**** Extracted information

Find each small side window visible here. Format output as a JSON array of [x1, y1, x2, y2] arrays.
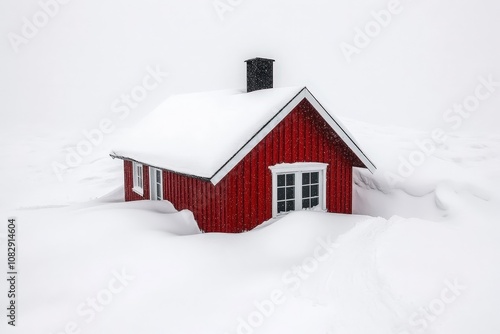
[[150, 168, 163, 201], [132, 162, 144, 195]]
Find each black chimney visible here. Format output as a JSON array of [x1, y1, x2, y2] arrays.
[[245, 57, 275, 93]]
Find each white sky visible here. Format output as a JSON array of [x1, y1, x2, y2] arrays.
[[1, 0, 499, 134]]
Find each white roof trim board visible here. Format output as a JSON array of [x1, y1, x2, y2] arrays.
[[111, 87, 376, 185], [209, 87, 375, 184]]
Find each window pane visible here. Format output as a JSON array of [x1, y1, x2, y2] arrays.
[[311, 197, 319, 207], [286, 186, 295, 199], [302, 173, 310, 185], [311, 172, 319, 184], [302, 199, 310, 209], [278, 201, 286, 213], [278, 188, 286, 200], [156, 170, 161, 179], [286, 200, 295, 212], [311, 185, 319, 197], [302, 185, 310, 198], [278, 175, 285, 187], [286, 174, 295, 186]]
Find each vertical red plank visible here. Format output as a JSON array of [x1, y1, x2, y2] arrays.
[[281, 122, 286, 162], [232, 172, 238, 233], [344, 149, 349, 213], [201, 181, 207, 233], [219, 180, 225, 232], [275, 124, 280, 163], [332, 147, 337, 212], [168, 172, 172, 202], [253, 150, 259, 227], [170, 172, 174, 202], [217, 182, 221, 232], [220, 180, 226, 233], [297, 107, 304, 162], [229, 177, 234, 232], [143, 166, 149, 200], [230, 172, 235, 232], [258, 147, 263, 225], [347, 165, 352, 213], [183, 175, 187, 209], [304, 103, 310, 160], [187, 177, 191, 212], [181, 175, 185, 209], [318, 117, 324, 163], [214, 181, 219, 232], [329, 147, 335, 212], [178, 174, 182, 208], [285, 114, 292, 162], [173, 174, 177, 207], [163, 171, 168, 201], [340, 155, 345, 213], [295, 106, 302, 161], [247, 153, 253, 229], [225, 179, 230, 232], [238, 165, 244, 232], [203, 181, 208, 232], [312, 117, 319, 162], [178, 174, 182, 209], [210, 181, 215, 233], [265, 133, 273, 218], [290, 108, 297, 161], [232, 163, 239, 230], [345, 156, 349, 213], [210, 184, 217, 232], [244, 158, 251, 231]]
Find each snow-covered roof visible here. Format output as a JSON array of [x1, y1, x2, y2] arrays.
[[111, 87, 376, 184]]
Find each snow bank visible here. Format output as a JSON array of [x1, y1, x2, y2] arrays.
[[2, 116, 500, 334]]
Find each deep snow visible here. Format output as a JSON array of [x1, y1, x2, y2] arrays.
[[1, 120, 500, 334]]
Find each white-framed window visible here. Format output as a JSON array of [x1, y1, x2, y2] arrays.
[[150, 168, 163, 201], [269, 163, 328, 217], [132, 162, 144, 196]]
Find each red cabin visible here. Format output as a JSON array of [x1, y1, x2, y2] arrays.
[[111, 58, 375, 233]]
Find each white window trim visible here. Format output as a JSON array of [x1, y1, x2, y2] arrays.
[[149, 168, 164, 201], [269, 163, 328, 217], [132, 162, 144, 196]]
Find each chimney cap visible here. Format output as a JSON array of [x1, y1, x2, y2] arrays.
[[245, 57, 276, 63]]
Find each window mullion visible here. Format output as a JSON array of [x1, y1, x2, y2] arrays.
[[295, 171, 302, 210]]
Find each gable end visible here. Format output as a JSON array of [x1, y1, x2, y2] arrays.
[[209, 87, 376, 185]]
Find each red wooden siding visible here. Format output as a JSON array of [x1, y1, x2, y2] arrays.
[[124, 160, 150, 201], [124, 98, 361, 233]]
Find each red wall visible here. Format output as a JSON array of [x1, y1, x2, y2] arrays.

********
**** Extracted information

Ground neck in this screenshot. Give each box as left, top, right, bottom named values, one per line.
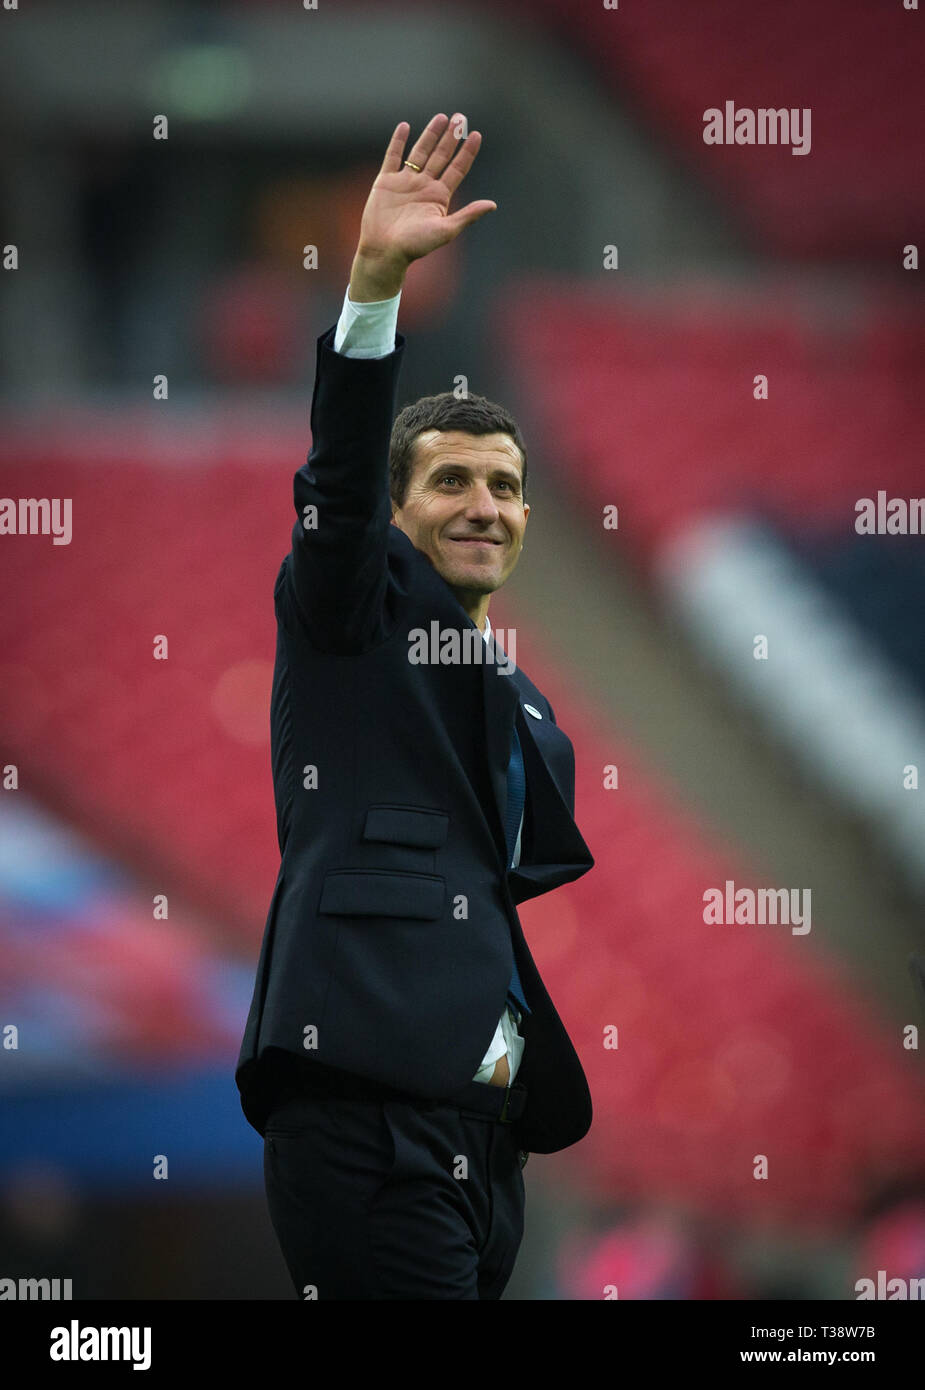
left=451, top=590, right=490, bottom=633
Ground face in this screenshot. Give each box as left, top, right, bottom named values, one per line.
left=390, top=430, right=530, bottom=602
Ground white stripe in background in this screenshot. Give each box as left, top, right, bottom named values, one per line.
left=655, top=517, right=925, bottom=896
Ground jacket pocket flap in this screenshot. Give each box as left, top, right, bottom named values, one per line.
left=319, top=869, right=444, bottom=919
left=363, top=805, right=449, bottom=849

********
**** Extracted information

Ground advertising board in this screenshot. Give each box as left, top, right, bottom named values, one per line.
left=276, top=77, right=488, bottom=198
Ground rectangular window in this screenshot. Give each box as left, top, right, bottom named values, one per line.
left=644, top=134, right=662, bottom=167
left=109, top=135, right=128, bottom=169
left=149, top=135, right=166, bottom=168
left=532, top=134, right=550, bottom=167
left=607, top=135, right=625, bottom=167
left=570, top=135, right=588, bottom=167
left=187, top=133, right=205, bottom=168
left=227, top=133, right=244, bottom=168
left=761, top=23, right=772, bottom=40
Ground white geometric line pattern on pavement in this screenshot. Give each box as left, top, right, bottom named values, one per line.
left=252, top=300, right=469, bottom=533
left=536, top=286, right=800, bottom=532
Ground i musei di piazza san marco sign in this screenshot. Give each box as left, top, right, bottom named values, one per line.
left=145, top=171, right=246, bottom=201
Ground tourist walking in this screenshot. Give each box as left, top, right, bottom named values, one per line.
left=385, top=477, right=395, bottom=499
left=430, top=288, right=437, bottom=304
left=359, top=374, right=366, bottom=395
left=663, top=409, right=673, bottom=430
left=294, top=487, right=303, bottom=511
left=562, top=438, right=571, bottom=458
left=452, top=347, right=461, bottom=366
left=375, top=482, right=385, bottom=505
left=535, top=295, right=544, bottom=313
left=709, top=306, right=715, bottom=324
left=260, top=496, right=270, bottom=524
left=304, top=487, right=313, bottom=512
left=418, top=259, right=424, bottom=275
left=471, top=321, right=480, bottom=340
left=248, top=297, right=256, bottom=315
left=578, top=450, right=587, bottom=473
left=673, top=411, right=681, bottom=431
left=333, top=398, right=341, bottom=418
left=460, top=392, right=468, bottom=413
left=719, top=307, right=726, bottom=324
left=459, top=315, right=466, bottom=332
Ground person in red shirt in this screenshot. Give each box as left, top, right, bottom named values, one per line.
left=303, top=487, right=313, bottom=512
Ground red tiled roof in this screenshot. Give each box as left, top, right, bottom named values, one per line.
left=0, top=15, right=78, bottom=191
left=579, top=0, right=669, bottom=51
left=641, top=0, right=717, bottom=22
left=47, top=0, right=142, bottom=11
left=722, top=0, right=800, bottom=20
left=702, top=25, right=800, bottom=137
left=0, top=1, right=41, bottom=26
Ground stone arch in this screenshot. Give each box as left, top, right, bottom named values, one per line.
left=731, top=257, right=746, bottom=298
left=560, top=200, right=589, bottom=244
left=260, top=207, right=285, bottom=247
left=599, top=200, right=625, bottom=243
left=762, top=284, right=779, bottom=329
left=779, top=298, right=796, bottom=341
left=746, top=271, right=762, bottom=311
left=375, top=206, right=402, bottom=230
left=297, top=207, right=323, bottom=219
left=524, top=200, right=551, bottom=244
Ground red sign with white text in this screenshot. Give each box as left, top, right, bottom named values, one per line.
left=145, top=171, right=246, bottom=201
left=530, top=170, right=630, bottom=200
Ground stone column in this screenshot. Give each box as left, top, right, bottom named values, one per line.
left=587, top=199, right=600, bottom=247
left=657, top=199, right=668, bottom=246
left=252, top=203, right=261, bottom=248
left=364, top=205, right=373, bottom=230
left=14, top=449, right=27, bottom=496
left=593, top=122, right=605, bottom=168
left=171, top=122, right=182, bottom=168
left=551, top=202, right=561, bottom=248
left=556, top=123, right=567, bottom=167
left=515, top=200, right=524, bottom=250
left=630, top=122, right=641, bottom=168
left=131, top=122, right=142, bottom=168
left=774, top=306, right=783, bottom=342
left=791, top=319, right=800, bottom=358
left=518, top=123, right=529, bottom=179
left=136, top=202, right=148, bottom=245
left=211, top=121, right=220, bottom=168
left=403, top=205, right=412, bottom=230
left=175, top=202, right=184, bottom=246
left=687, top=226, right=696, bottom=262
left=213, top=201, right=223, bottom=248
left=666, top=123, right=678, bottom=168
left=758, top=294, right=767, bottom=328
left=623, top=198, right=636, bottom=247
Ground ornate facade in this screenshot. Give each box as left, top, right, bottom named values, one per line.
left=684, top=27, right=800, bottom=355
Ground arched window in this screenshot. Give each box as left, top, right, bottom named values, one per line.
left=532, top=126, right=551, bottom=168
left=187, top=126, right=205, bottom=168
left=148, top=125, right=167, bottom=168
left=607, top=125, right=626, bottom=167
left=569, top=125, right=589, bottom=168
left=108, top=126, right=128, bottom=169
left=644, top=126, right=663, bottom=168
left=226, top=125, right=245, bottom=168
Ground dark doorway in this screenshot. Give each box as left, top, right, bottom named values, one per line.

********

Work to complete:
Copy out, exactly and alone, the lines of the entries above between the ones holding "Find each red cabin" and "Find each red wall", inclusive.

Reply:
Find each red cabin visible here. Format output as a JSON array of [x1, y1, x2, y2] arrays.
[[111, 58, 375, 233]]
Find each white window trim visible here. Format output as a JSON array of [x1, y1, x2, y2] arrays.
[[149, 168, 164, 201], [269, 163, 328, 217], [132, 162, 144, 196]]
Find each chimney cap visible here. Format output as a JSON array of [x1, y1, x2, y2] arrays.
[[245, 57, 276, 63]]
Find each window mullion visible here. Format output as a JSON array of [x1, y1, x2, y2] arrays.
[[295, 171, 302, 210]]
Find each gable end visible here. Format output as a JSON array of [x1, y1, x2, y2] arrays.
[[209, 87, 376, 185]]
Find each red wooden siding visible here. Format output as a JSON array of [x1, y1, x2, y2] arrays.
[[124, 160, 150, 201], [124, 98, 361, 233]]
Find each red wall visible here. Format output as a JSON array of [x1, y1, x2, y2] arrays.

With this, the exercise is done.